- **WORK INSTRUCTIONS**
All entries are to be copied verbatim, while the pictures stay out.

- **RECORDS TO PROCESS**
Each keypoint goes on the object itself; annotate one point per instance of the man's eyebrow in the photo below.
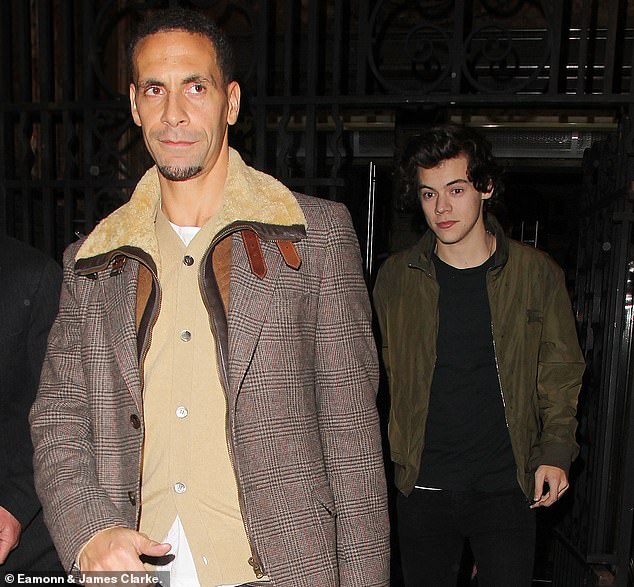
(146, 83)
(197, 78)
(452, 182)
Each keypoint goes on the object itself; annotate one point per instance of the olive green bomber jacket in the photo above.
(539, 361)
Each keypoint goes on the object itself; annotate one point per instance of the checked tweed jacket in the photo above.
(299, 368)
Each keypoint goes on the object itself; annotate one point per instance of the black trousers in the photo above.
(432, 527)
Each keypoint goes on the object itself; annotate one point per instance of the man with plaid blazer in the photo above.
(277, 279)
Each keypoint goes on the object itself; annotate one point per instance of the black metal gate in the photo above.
(595, 546)
(324, 82)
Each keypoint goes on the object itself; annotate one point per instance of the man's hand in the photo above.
(9, 533)
(119, 549)
(557, 483)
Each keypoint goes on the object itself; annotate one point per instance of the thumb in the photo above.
(539, 485)
(152, 548)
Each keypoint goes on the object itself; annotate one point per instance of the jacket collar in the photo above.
(421, 253)
(251, 198)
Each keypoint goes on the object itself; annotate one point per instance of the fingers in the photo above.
(119, 549)
(152, 548)
(557, 481)
(4, 551)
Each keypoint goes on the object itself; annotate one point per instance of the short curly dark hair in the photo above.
(446, 141)
(189, 21)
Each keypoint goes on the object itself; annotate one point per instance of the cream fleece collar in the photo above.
(250, 196)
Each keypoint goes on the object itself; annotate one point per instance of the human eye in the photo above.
(196, 88)
(153, 91)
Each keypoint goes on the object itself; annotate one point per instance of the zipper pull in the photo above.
(257, 567)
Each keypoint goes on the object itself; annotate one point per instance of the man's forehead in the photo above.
(446, 171)
(162, 51)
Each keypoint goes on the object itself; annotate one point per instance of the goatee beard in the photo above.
(179, 173)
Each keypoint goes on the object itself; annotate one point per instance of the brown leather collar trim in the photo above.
(289, 253)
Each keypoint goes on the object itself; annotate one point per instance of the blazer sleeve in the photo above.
(75, 505)
(346, 388)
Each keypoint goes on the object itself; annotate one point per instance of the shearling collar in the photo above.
(250, 196)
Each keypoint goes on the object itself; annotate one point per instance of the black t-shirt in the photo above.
(467, 444)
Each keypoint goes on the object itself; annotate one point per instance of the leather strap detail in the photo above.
(143, 291)
(254, 252)
(289, 253)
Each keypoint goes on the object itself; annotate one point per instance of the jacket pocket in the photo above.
(322, 494)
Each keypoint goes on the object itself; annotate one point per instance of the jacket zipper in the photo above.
(497, 370)
(144, 351)
(254, 561)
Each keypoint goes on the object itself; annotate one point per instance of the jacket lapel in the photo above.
(250, 299)
(120, 298)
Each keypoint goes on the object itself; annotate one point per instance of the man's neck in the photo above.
(194, 201)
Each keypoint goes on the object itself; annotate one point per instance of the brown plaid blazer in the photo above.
(300, 370)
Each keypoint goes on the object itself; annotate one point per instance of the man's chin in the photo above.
(179, 173)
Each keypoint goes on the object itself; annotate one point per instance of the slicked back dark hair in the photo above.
(189, 21)
(447, 141)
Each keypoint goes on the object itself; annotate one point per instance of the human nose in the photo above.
(443, 204)
(173, 112)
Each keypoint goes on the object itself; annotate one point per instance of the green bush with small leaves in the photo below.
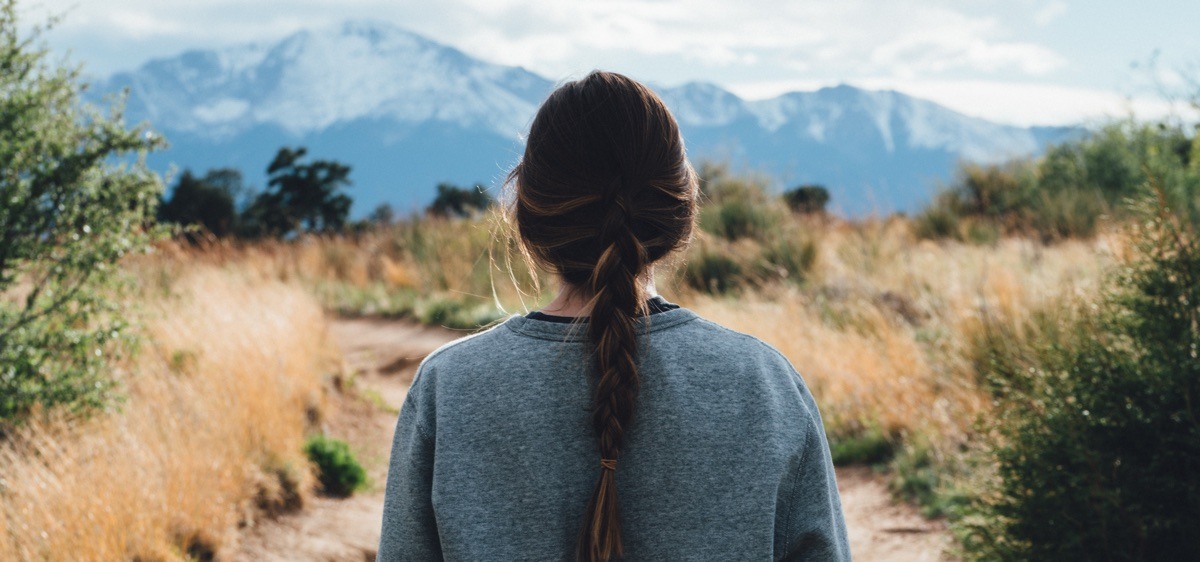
(339, 472)
(76, 199)
(1097, 436)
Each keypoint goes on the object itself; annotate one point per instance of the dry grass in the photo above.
(886, 329)
(217, 406)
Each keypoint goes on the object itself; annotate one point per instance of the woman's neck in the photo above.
(574, 302)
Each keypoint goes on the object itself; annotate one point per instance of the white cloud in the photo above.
(1049, 13)
(972, 55)
(1018, 103)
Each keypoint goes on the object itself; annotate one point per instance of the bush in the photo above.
(71, 210)
(1069, 190)
(736, 207)
(461, 202)
(807, 198)
(339, 472)
(1098, 446)
(208, 201)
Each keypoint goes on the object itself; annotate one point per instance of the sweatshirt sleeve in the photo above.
(409, 527)
(811, 518)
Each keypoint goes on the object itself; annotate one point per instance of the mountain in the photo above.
(407, 113)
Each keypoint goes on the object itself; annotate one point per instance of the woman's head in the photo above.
(605, 190)
(604, 166)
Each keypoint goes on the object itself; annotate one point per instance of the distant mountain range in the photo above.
(407, 113)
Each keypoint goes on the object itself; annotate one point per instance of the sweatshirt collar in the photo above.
(577, 330)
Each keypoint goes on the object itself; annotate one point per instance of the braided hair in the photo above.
(603, 191)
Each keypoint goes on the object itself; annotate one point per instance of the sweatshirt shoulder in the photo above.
(462, 352)
(747, 345)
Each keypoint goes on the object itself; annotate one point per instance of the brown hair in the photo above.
(605, 190)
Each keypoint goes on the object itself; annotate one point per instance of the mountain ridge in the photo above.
(407, 112)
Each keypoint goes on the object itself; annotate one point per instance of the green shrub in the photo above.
(1098, 446)
(339, 472)
(76, 199)
(1072, 187)
(737, 207)
(807, 198)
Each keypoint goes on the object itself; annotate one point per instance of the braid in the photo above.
(611, 328)
(604, 190)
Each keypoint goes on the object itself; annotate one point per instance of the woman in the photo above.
(612, 423)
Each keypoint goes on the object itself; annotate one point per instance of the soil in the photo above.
(383, 357)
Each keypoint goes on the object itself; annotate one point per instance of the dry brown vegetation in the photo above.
(885, 327)
(209, 435)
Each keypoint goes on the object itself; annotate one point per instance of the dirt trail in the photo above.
(385, 353)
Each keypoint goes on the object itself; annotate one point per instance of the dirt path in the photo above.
(384, 354)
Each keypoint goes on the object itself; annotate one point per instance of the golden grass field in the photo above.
(219, 400)
(883, 327)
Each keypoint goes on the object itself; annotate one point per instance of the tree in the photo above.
(807, 198)
(454, 201)
(300, 196)
(207, 202)
(75, 203)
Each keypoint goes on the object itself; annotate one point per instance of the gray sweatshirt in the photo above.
(726, 459)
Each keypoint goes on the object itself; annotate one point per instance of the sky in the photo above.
(1018, 61)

- **ANSWER FOR THE TASK**
Each keypoint goes on the object itself; annotate one point per instance of the man's eyebrow in the photo below.
(146, 83)
(197, 78)
(452, 182)
Each keypoint goes on the object itself; annotate one point per instance of the olive green bomber jacket in the photo above.
(539, 361)
Each keypoint goes on the object itself; annotate one point per instance of the checked tweed jacket in the photo above.
(299, 368)
Each keypoint goes on the object itself; annotate one point per instance of the black trousers in the photo above.
(432, 527)
Each keypoint goes on the object itself; annotate one point per instance of the man with plaid blazer in the photo above.
(277, 279)
Each keypoint goes on the object itself; annotate one point per instance of the black metal gate in the photo above.
(595, 546)
(324, 82)
Each keypoint goes on the object itself; annotate one point per instance of the man's hand in the photo above.
(9, 533)
(119, 549)
(557, 483)
Each keypoint goes on the object itself; annotate one point per instance of the thumb in the photo above.
(539, 485)
(152, 548)
Each keypoint goes on the object itself; annotate one point per instance of the jacket collar in the photo above.
(421, 253)
(251, 198)
Each keypoint goes on the object itself; annotate one point per instance of the fingers in the photo above.
(119, 549)
(152, 548)
(557, 481)
(4, 551)
Each keypoint goes on the object itself; annotate one point per instance of the short curly dark hair in the photo above.
(446, 141)
(189, 21)
Each keypoint goes on the object itself; annotate one point per instance of the cream fleece collar in the photo above.
(250, 196)
Each keypoint goes on the object itself; annotate one point per instance of the human eye in the photo above.
(196, 88)
(153, 91)
Each keypoint goes on the object itself; annotate one point per instance of the zipper pull in the photo above.
(257, 567)
Each keypoint goes on the object itself; annotate one point per instance of the man's forehead in the photo above.
(446, 171)
(162, 51)
Each keypoint goes on the object itself; annotate one point per instance of the goatee beard in the photo above.
(179, 173)
Each keypoint goes on the object itself; annotate one point per instance of the brown leather collar trim in the photo above.
(289, 253)
Each keypoint goes on the object itself; annotate one point per instance of the blazer sleeve in the photo above.
(75, 505)
(346, 388)
Each keypoint goes on the object itself; annotate one point per instance of the shearling collar in the photo above.
(250, 196)
Each keypoint goes on the object itself; annotate one point per instance of the black t-shirt in the photo above.
(467, 444)
Each keypoint goes on the object itself; annotate one point per instance of the leather strap detail in the photo above.
(143, 291)
(254, 252)
(289, 253)
Each keypoint goes on the object itself; annotate one point per instance of the jacket pocket in the photo above.
(322, 494)
Each keypoint goes on the object itself; annotate one point per instance of the jacket zipper in the photo above.
(497, 370)
(144, 351)
(254, 561)
Each keypoint goes on the object itself; annotate one point per instance of the jacket lapel in the photo above.
(250, 299)
(120, 298)
Each keypoint goes on the object itself; annotate one point per instance of the man's neck in the photo above.
(194, 201)
Each keypoint goes on the object itself; annotate one point per instance of the brown plaid blazer in the photo above.
(300, 370)
Each keypoint goes on the object itself; annotate one point per instance of the man's chin in the photo above.
(179, 173)
Each keypoint goes on the object itself; annotate one point per instance of the slicked back dark hair in the photo above.
(189, 21)
(447, 141)
Each keypoint goes on the object itself; annotate one point per instance of the human nose in the photo above.
(443, 204)
(173, 112)
Each keypoint goes on the object itself; annotate one point per instance of the green bush with small leaves in the photo below.
(339, 472)
(76, 199)
(1097, 436)
Each keypoint goes on the object itself; annotate one point per instance of the dry grass in the photo above.
(886, 329)
(217, 406)
Each keypoint goes on the object itself; annotate one point per instance of the woman's neck in the photo above.
(574, 302)
Each keypoint goes on the object itself; annotate one point per instance of the white cloud in the photo above.
(1049, 13)
(972, 55)
(1018, 103)
Each keypoint goes on the object itself; annotate one point per instance of the bush in the photo above.
(71, 210)
(1069, 190)
(736, 207)
(461, 202)
(807, 198)
(339, 472)
(1098, 446)
(208, 201)
Each keypoint goes on the object itself; annotate one point per instance of the sweatshirt sleeve in the photo above.
(409, 527)
(811, 518)
Each keypoint goes on the object itself; annotate one point per instance of the mountain in the photo above.
(407, 113)
Each keypoint goes on the object itself; annotate one point per instance of the woman's head in the photo above.
(605, 190)
(604, 166)
Each keypoint goes on the object itself; annotate one point per instance of the distant mountain range in the photo above.
(407, 113)
Each keypoint goes on the object itself; annotate one point per instance of the sweatshirt collar in the photo above.
(577, 330)
Each keypoint goes on the object itself; annotate one point per instance of the braided hair in the photo above.
(603, 191)
Each keypoint goes on the object itself; annotate one point per instance of the sweatshirt shoulder in the photo above.
(462, 352)
(747, 345)
Each keypoint goes on the object itself; annotate one point per instance of the brown hair in the photo above.
(605, 190)
Each keypoint goes on the object itself; annotate one point per instance of the mountain ridge in the photo above.
(407, 112)
Each keypoint goes on the object itself; annotate one point per instance of the green shrub in the photo above.
(1098, 446)
(339, 472)
(76, 199)
(1072, 187)
(737, 207)
(807, 198)
Each keypoint goes on the object itself; annotate one point per instance of the braid in the photo above.
(611, 328)
(604, 190)
Each keypoint goes on the object itself; annotate one point per instance of the woman in the photo above.
(612, 423)
Each keypoint goes on the object itself; annotate one point per instance of the soil in the photo above.
(383, 357)
Each keypoint goes on the object itself; annotate one point per instance of the dry brown vegetation in the photo above.
(885, 327)
(209, 435)
Each keypoint goes on the object itself; annotate one point per instance of the dirt trail in the photo above.
(385, 353)
Each keypoint goes on the object itself; annotate one point per instance of the dirt path in the photo above.
(384, 354)
Each keypoint goes on the object itself; annotate one point per instance of the golden grass field in the photo above.
(219, 400)
(883, 327)
Each keypoint goes on the object itself; annotate one point per instance of the tree in the photo above.
(807, 198)
(454, 201)
(300, 196)
(207, 202)
(75, 203)
Each keypoint goes on the object itself; annotate one point per instance of the gray sweatshirt in the photo above.
(726, 459)
Each keypoint goes on the object itself; annotate one point per instance of the sky in the photo above.
(1018, 61)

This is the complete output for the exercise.